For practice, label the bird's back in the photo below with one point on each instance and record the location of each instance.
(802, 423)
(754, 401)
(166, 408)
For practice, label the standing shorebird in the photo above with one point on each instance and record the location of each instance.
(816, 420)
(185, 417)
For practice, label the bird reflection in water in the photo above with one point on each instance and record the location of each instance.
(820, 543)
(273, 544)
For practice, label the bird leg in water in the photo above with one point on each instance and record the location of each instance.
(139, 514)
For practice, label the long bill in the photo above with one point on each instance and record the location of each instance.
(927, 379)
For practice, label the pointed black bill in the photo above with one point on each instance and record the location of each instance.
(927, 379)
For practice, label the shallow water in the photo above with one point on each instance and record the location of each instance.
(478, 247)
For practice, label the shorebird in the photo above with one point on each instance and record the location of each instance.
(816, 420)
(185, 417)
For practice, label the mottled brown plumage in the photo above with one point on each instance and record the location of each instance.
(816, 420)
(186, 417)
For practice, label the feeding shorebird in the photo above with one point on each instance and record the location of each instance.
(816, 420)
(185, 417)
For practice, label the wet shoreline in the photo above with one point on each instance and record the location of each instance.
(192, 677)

────

Goal = Reproduce every line of the material above, requests included, and increase each coordinate value in the answers by 23.

Solution to the problem =
For practice, label the bird's back in the photo below with one point on each instance and record the location of each instance.
(825, 446)
(777, 424)
(189, 431)
For practice, label the standing shorebird in the photo above with one point on each instance and record the location of each instance.
(839, 443)
(208, 440)
For practice, label the bird reflection in water in the photo above with one point on each instance and record the location of each instance.
(843, 566)
(296, 567)
For practice, label the bird leg in water in the photo above with one point on each instance and record the location of each instance.
(162, 537)
For practice, label the long bill in the photo above with one point on each instance and record the location of each instance.
(950, 402)
For practice, label the pointed black bill in the photo above with one point on each instance and record the location of each instance.
(950, 402)
For practice, label the shallow water in the photo above with one point on each instance and record the location of each instance.
(501, 270)
For practice, label the shorebird in the photo above with one point on each instance and record the location of each instance.
(839, 443)
(208, 440)
For practice, label the mottled brown plumage in the photo above with one point on each instance and record the location of each instance.
(839, 443)
(209, 440)
For practice, label the feeding shorebird in the photo above with one point on each instance and record the location of each instance.
(839, 443)
(208, 440)
For practice, label the wet shoreline in the photo above with one point on each instance and record the location of each instance.
(215, 700)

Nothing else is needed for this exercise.